ЦИТИРУЕМЫЙ ТЕКСТ:

________________

Завтракал у нас Горький. Все планы, нервничает. Читал свое воззвание о евреях.77
9 января 15 г.
Отдал в наборе свою новую книгу.
Кончил читать Азбуку Толстого. Восхитительно. ‹…›
11 января.
Была Авилова78. Говорила, м. пр., что она ничего не знает, ничего не видала – и вот уже седая голова. ‹…›
14 января.
Все мерзкая погода. Телеграмма от Горького, зовет в Птб. ‹…›
16 января.
Непроглядный мокрый снег к вечеру. Поехали с Колей в Птб; Страшно ударила меня в левое плечо ломовая лошадь оглоблей. Едва не убила.
17 января 15 г.
Птб., гост. «Англия».
Дивная морозная погода.
Заседание у Сологуба. Он в смятых штанах и лакированных сбитых туфлях, в смокинге, в зеленоватых шерстяных чулках.
Как беспорядочно несли вздор! «Вырабатывали» воззвание в защиту евреев.
18 янв.
Поездка на панихиду по Надсону. Волкове кладбище. Розовое солнце.
Был в Куоккале у Репина и Чуковского. Вечером обедал у Горького на квартире Тихонова79. Хорош Птб.!
19 янв.
Вечером с курьерским уехали из Птб. Хотели ехать в Новгород, но поезда ужасно неудобны (в смысле расписания).
28 янв.
Чествование Юлия. Почтили память худ. Первухина – нынче его похоронили.
20 янв.
Завтрак с Ильей Толстым80 в «Праге». ‹…›
7 февраля 15 г.
Вышла «Чаша жизни». Заседание у Давыдова об ответе английским писателям,
18 февраля.
Отпевание Корша81 в университетской церкви. Два епископа. Сильное впечатление.
Вчера ночью в 12 ч. 52 м. кончил «Грамматику любви». «Среда». Читали Шкляр, Зилов, Ляшко.82
22.2.15.
Наша горничная Таня очень любит читать. Вынося из-под моего письменного стола корзину с изорванными бумагами, кое-что отбирает, складывает и в свободную минуту читает – медленно, с напряженьем, но с тихой улыбкой удовольствия на лице. А попросить у меня книжку боится, стесняется…
Как мы жестоки!
29 марта 1915.
‹…..› Слушал «Всенощное бдение» Рахманинова83. Кажется, мастерски обработал все чужое. Но меня тронули очень только два-три песнопения. Остальное показалось обычной церковной риторикой, каковая особенно нетерпима в служениях Богу. ‹…›
‹…› Рыба кета запала мне в голову. Я над этим и прежде много думал. Все мы такая же рыба. Но помни, о поэт и художник!- мы должны метать икру только в одно место.
‹…›
С корректурой для «Нивы» стало легче. Пишу для «Истории русской литературы» Венгерова автобиографию. Это мука. Кажется, опять ограничусь заметкой. ‹…›
9 мая, ресторан «Прага».
Рядом два офицера,- недавние штатские,- один со страшными бровными дугами. Под хаки корсет. Широкие, колоколом штаны, тончайшие в коленках. Золотой портсигар с кнопкой, что-то вроде жидкого рубина. Монокль. Маленькие, глубокие глазки. Лба нет – сразу назад от раздутых бровных дуг.

________________

Кратко перескажите абзац дневниковых записей, начинающийся словами «Наша горничная Таня», сохранив его главные факты. Эти данные получены из другого источника.

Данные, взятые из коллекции
________________

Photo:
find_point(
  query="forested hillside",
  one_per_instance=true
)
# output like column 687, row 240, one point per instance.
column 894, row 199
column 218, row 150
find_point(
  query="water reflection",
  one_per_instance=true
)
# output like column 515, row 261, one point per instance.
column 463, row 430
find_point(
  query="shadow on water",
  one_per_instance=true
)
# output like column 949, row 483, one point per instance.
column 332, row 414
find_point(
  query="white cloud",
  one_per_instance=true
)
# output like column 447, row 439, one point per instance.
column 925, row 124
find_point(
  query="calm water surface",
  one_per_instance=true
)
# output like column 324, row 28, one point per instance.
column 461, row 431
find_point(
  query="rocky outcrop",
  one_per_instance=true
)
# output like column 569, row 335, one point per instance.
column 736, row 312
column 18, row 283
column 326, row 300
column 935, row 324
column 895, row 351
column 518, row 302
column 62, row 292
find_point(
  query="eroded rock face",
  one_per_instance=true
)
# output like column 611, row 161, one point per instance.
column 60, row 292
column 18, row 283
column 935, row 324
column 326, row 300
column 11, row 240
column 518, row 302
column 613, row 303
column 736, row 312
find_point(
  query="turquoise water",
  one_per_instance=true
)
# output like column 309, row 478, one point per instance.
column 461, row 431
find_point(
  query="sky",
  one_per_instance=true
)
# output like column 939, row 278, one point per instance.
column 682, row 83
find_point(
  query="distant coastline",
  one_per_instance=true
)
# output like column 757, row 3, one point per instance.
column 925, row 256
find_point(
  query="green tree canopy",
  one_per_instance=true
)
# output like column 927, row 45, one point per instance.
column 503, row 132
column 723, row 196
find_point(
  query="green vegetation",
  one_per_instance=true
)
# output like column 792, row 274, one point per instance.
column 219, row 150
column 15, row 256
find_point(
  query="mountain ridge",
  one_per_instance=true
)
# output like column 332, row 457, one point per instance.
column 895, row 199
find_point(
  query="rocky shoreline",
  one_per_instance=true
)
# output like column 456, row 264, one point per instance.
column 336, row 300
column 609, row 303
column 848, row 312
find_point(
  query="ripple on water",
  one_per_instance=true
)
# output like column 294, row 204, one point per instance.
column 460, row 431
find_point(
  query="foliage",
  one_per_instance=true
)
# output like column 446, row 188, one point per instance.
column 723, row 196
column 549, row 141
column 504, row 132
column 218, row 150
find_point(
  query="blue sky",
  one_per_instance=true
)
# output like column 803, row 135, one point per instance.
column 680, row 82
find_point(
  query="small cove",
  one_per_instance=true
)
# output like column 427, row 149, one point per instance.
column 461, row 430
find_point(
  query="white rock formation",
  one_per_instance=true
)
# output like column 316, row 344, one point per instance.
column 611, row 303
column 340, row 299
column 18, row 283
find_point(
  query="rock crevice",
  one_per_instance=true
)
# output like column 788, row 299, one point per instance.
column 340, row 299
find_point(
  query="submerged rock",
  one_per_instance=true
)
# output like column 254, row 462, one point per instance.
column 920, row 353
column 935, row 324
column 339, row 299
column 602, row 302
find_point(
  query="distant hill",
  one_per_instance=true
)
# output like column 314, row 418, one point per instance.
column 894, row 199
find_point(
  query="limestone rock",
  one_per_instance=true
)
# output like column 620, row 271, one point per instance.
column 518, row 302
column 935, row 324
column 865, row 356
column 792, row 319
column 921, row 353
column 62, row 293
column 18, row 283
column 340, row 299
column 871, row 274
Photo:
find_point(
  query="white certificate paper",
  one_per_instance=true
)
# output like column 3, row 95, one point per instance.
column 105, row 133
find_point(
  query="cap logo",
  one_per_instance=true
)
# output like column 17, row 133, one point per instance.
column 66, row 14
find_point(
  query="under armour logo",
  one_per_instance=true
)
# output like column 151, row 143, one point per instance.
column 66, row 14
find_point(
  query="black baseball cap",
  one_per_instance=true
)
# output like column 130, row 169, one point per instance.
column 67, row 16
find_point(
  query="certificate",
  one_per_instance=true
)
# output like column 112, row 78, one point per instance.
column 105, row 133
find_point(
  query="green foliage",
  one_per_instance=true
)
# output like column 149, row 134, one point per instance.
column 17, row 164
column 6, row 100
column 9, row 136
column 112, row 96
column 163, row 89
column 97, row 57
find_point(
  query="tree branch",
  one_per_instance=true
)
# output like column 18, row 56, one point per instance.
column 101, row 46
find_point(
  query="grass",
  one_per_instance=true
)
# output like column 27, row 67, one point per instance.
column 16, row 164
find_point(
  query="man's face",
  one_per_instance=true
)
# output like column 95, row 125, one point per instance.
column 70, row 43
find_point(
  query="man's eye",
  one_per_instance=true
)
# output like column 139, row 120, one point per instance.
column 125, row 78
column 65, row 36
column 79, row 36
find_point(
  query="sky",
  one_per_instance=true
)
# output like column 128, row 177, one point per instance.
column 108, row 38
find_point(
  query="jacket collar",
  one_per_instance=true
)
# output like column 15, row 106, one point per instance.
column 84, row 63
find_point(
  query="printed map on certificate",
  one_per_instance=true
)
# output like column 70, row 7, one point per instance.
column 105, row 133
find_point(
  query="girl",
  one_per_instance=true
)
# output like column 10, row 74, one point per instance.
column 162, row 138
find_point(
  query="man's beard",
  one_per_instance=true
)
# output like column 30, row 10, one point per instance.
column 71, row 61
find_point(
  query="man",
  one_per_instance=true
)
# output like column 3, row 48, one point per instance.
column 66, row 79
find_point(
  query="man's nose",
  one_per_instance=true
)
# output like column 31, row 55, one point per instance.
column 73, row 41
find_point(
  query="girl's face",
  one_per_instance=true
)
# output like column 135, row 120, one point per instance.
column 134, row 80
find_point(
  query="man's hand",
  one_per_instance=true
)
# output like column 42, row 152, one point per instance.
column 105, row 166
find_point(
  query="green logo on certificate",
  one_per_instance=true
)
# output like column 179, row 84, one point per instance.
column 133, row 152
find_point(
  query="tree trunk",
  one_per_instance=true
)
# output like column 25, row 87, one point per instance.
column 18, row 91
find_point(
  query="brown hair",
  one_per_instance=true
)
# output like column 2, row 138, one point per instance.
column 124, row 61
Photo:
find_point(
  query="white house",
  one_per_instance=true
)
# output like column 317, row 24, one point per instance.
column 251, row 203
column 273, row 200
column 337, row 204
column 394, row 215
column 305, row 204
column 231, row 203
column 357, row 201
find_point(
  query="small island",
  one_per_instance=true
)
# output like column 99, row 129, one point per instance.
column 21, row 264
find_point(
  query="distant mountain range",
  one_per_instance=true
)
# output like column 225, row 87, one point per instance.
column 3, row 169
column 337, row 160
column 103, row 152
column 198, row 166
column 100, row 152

________________

ОТВЕТ: Горничная Таня очень любит читать. Вынося из-под письменного стола корзину с изорванными бумагами, она отбирает часть из них и в свободную минуту медленно читает, с напряжением, но с тихой улыбкой. Попросить книжку она боится и стесняется.